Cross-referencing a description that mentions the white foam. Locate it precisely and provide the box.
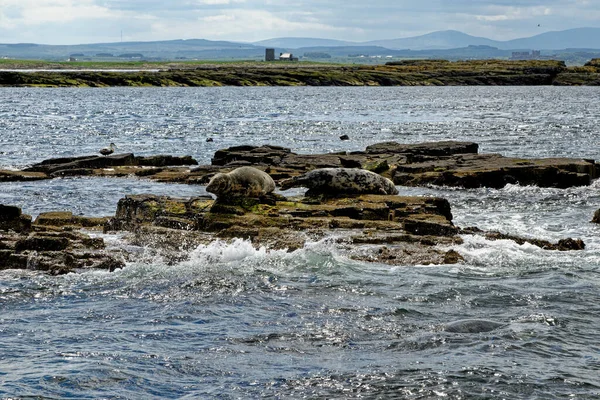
[449,234,600,273]
[187,238,282,265]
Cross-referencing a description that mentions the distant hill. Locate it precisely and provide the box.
[364,30,500,50]
[1,28,599,63]
[501,28,600,50]
[255,28,600,51]
[0,38,265,61]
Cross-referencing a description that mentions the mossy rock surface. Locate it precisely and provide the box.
[3,60,598,88]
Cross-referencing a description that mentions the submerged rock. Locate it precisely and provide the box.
[481,231,585,251]
[592,209,600,224]
[444,319,506,333]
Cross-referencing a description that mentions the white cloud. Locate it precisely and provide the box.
[21,4,115,24]
[0,0,599,44]
[0,0,117,26]
[202,14,236,23]
[475,5,553,21]
[194,0,246,4]
[148,8,350,42]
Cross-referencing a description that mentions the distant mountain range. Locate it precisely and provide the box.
[254,28,600,51]
[1,27,599,63]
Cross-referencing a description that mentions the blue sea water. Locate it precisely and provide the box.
[1,86,600,398]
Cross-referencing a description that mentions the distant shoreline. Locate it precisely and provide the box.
[0,69,160,73]
[1,59,599,87]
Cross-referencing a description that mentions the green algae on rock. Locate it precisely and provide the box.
[104,193,463,266]
[2,60,600,87]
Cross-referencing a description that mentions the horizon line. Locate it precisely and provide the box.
[1,26,598,47]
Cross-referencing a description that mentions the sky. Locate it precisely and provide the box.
[1,0,599,45]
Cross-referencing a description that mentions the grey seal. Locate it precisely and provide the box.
[444,319,506,333]
[279,168,398,196]
[206,166,275,199]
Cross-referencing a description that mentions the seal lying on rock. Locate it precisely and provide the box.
[206,166,275,199]
[279,168,398,196]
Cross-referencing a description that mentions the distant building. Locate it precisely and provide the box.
[265,48,275,61]
[118,53,144,59]
[279,52,298,62]
[303,51,331,59]
[511,50,542,60]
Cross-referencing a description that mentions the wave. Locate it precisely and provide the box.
[447,234,600,275]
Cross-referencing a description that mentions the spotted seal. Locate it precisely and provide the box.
[206,166,275,199]
[279,168,398,196]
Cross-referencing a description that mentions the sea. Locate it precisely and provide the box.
[0,86,599,399]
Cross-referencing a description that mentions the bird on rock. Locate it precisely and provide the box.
[99,143,116,156]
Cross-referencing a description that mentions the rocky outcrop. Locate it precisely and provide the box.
[9,140,598,191]
[34,211,109,229]
[364,141,479,158]
[105,191,585,265]
[0,204,32,232]
[0,169,48,182]
[460,227,585,251]
[104,193,464,266]
[24,153,138,174]
[192,141,599,190]
[0,231,123,274]
[392,153,598,189]
[136,155,198,167]
[0,204,124,275]
[592,209,600,224]
[211,145,292,166]
[22,153,198,178]
[103,190,586,267]
[4,60,597,87]
[3,140,595,272]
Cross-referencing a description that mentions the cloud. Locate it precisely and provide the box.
[0,0,599,44]
[147,8,352,42]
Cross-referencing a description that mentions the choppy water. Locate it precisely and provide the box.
[1,87,599,399]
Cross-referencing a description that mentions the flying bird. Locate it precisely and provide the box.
[99,143,116,156]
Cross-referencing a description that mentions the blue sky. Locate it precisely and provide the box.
[1,0,599,44]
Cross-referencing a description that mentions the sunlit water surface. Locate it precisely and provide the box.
[1,87,599,399]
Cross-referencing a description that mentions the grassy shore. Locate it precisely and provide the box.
[1,59,599,86]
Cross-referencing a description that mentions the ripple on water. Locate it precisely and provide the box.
[2,87,600,398]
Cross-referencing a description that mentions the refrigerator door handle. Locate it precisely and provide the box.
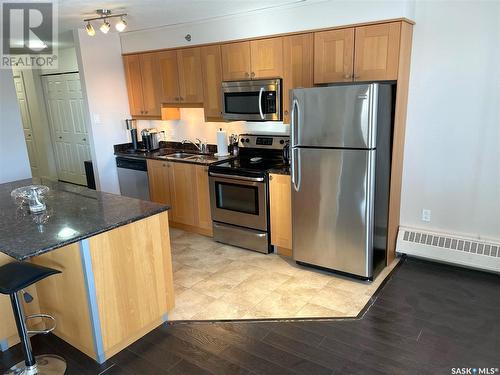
[291,98,299,147]
[292,147,301,191]
[258,87,265,120]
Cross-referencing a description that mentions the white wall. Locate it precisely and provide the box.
[40,47,79,74]
[0,68,32,183]
[401,0,500,241]
[118,0,499,242]
[121,0,414,53]
[75,30,130,194]
[138,109,288,144]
-------------------------
▸ TASK DIRECTIONS
Repeat nothing but the lines from the one containing "Cross-referencing a description that mentions the grassy" through the end of the entries, exactly, and skip the pictures.

▸ SOLUTION FOR THIS PROBLEM
Cross-referencing a description that mentions the grassy shore. Locate it precisely and provide the box.
[1,59,599,86]
Cross-referencing a description that mentions the ripple on water. Locate it precisely and provide the box.
[2,87,600,398]
Cross-referencing a description that mentions the refrigerator door handle. Locate it precisely and provide the box.
[291,98,299,147]
[292,147,301,191]
[258,87,265,120]
Cross-referencing a description that mentions the white wall. Locate it precisely and provide the box.
[40,47,79,74]
[0,68,32,183]
[401,0,500,241]
[118,0,499,242]
[121,0,414,53]
[75,30,130,194]
[138,109,288,144]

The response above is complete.